EXCERPT TO READ
○ ○ ○ ○ ○

Remembering Ron Asheton: The Stooges' Finest Hours
Ron Asheton (1948-2009) wasn't Jimi Hendrix. But he was the bludgeoning guitarist in the ultimate proto-punk band, Iggy Pop's Motor City scuzzmeisters the Stooges. By way of paying tribute, Simon Reynolds explains how their first two albums ripped rock 'n' roll apart.--Barney Hoskyns, Editorial Director, Rock's Backpages
Fun House is, no contest, the greatest rock 'n' roll album of all time. And its prequel, The Stooges, is the tremor before the full quake.
From the 1969 debut, "I Wanna Be Your Dog" and "No Fun" are the justly famous anthems, but if anything "Real Cool Time" and "Not Right" are even more incendiary. Ron Asheton's wah-wah tongues-of-flame, Dave Alexander's sidling stealth-bass, Scott Asheton's seething drums, all conjure up an organic, monstrous, marauding presence. The Stooges never break loose, thrash or flail--what so many idiots today confuse with intensity--but instead hold all their deadly energy in reserve, brood and simmer.
The Stooges is awesome, but even the best songs sound like sketches for 1970's Fun House, when the band break loose from John Cale's slightly desiccated production and rock out. Right from the start, with "Down On The Street," it's also clear that the band have learned how to play, and leapt from the stilted Troggs-like stomp of "No Fun" to a punk-funk jive 'n' roll so supple, serpentine and swinging you just gotta dance. Fun House is proto-punk and proto-metal, but it's also, in some weird unanalysable way, jazz, even when Steve McKay isn't blowing freeform sax.
"Loose" raises penetration to a sort of existential principle. Iggy boasts "I stuck it deep inside/cuz I'm loose"; he's unleashed, a smart bomb gone truant. "TV Eye" kickstarts with possibly the most apocalyptic riff ever, then descends to another plane of prime-evil, the song uncoiling like a cobra as Iggy lets rip a cyclone-sucking snarl and guttural, winded gasps. Side One mirrors the male sexual dynamic (arousal, penetration, climax), with "Dirt" as post-coital aftermath: a marrow-chilling dirge-beat over which Asheton downpours silvered chords as harrowing and cleansing as "Gimme Shelter". Iggy's a glowing ember of his former inferno, belch-crooning Sinatra-style his philosophy of education-through-abjection: "I've been dirt, but I don't care, cos I'm learning".

○ ○ ○ ○ ○

DATASET CONTENT
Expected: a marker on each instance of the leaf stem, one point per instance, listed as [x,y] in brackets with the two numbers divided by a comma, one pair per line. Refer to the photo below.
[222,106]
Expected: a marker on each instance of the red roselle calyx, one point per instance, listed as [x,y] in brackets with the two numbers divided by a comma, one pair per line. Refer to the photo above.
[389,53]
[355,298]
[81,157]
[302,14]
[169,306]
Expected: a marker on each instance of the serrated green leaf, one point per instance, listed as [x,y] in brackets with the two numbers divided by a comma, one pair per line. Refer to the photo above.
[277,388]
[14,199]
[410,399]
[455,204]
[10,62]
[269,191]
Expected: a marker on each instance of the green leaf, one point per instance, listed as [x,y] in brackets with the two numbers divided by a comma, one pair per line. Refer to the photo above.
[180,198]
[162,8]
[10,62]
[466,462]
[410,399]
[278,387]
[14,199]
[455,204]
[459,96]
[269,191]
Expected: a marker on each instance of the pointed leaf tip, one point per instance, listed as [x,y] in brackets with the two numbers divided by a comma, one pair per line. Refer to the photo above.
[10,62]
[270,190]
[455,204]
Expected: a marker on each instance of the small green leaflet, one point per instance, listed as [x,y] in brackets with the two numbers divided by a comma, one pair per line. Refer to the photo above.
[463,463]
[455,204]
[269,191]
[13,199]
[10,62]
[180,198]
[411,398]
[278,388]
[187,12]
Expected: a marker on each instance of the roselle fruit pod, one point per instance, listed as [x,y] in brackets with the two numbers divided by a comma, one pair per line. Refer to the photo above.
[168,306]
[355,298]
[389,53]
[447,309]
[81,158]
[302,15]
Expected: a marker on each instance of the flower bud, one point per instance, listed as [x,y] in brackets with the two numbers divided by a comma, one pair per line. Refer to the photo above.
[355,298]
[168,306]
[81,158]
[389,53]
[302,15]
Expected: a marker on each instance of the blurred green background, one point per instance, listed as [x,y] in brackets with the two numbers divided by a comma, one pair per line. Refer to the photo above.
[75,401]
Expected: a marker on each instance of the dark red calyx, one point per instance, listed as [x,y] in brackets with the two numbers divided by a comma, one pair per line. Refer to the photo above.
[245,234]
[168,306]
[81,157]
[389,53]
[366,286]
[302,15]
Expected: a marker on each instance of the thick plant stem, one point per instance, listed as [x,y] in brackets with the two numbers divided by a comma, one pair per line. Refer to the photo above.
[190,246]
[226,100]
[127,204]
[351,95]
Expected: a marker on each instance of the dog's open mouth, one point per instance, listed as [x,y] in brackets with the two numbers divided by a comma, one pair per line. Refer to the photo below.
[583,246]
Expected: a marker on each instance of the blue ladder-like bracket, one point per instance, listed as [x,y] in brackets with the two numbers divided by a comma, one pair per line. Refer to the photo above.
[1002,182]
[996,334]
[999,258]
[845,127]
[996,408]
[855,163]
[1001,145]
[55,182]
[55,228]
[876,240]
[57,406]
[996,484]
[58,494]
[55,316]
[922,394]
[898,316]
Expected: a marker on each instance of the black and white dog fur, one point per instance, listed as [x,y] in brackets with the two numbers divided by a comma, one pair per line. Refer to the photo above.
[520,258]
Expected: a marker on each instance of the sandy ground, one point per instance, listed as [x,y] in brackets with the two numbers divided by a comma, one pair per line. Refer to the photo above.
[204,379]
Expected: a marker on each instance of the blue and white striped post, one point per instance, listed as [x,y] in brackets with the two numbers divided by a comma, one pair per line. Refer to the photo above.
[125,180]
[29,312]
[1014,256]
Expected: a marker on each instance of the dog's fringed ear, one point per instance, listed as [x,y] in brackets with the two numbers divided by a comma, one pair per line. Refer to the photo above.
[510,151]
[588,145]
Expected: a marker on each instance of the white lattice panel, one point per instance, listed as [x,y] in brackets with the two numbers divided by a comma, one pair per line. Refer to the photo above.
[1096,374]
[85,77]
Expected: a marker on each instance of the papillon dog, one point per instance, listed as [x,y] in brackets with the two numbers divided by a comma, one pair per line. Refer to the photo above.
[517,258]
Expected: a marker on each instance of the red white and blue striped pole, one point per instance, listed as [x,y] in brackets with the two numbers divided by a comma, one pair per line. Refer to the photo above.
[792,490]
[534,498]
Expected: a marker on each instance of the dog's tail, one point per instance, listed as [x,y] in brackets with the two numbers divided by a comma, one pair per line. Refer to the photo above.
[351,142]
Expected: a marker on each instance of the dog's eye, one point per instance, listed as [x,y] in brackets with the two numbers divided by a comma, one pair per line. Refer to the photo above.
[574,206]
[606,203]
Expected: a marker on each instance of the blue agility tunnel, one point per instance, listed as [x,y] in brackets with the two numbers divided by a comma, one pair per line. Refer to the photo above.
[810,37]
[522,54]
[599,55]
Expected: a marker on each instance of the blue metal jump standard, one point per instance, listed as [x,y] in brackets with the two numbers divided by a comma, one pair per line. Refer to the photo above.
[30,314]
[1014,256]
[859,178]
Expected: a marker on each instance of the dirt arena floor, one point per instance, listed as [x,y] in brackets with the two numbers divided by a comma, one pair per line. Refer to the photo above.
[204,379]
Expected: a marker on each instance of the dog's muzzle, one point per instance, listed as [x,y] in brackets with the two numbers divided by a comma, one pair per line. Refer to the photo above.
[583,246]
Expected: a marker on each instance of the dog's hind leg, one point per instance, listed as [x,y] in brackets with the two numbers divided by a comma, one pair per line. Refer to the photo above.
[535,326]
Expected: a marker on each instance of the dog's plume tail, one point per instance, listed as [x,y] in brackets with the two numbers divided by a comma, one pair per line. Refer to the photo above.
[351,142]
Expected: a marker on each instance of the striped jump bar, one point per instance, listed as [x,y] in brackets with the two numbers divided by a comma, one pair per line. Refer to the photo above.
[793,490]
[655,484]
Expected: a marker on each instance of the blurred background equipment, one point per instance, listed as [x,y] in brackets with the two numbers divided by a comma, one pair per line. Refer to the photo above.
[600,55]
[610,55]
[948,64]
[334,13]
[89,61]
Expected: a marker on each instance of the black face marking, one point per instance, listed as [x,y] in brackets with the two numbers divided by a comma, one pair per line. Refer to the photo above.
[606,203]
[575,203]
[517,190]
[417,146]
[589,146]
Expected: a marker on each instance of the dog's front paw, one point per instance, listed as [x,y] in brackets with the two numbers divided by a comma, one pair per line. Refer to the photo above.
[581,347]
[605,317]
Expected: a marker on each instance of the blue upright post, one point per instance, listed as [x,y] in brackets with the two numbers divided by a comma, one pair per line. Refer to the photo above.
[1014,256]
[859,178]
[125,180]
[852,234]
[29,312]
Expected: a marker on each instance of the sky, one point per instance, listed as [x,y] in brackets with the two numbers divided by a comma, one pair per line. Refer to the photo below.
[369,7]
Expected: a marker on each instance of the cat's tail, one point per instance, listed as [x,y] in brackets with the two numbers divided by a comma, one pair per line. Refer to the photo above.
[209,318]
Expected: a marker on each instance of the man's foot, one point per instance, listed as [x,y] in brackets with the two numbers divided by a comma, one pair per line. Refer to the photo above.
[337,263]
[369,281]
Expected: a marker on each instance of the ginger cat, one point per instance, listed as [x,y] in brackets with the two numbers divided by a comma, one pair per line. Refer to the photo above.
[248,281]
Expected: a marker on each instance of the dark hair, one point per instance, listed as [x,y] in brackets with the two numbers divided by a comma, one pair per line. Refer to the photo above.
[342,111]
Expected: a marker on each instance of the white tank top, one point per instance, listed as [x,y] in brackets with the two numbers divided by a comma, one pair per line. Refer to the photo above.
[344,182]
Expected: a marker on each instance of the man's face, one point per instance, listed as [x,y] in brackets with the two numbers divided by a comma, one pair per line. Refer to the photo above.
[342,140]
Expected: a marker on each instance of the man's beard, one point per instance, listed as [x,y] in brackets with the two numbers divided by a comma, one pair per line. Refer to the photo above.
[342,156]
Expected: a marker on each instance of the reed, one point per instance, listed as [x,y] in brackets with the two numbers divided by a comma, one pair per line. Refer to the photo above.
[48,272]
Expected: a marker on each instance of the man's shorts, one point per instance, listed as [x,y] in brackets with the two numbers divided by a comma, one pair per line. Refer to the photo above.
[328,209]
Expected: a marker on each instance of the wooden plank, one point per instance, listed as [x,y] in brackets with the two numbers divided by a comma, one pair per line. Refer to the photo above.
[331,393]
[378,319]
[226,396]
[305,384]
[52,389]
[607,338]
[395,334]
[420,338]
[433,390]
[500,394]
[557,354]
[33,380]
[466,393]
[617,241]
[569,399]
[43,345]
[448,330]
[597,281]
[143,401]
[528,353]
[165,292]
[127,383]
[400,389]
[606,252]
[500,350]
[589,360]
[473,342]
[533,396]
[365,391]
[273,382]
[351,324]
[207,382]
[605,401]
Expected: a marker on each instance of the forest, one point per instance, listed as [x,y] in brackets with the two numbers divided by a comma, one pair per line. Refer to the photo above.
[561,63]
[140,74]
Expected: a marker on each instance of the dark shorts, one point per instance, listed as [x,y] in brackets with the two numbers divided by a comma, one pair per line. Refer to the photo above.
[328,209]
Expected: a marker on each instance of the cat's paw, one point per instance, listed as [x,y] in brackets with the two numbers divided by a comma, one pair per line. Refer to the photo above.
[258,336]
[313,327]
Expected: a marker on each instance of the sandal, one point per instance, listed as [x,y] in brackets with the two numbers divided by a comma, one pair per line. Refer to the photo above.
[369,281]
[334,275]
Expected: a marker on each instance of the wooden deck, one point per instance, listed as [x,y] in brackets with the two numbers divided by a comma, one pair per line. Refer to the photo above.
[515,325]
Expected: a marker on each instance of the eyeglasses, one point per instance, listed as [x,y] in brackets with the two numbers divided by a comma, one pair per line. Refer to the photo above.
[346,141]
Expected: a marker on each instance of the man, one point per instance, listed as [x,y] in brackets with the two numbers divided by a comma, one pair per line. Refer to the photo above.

○ ○ ○ ○ ○

PROBLEMS TO SOLVE
a) In the Stooges tribute, rewrite the paragraph beginning "From the 1969 debut" as a shorter version that keeps its main facts.
b) Repeat the Stooges tribute word for word, from "Remembering Ron Asheton: The" up to and including "the full quake.".

RESULTS OF THE TASKS
a) On the 1969 debut, "I Wanna Be Your Dog" and "No Fun" are the famous anthems, but "Real Cool Time" and "Not Right" may be even more incendiary. Ron Asheton's wah-wah guitar, Dave Alexander's bass and Scott Asheton's drums create a monstrous, marauding presence. Rather than thrashing or flailing, the band hold their deadly energy in reserve, brooding and simmering.

b)
Remembering Ron Asheton: The Stooges' Finest Hours
Ron Asheton (1948-2009) wasn't Jimi Hendrix. But he was the bludgeoning guitarist in the ultimate proto-punk band, Iggy Pop's Motor City scuzzmeisters the Stooges. By way of paying tribute, Simon Reynolds explains how their first two albums ripped rock 'n' roll apart.--Barney Hoskyns, Editorial Director, Rock's Backpages
Fun House is, no contest, the greatest rock 'n' roll album of all time. And its prequel, The Stooges, is the tremor before the full quake.